**EXERCISE OBJECTIVE**
If a line of the entries below includes the word "that", it counts; state the total and nothing further.

**EXERCISE DATA**
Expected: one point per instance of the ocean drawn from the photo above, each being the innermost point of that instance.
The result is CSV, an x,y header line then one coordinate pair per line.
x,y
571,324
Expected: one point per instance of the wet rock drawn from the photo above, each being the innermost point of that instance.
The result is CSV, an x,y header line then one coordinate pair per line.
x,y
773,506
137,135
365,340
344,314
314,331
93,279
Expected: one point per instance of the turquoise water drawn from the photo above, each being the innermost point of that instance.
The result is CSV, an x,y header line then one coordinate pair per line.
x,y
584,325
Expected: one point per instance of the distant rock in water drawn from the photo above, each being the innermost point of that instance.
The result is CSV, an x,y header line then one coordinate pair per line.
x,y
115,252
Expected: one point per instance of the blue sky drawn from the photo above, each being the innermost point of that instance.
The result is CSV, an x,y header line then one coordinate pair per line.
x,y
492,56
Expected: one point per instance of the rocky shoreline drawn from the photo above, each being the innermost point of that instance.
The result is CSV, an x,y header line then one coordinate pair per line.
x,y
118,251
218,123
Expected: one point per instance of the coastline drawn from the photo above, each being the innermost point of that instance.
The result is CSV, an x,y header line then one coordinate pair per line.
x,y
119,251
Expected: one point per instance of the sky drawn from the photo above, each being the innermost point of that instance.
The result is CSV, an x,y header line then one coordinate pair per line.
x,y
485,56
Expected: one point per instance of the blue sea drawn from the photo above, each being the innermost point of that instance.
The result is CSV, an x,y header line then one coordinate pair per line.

**WRITTEN RESPONSE**
9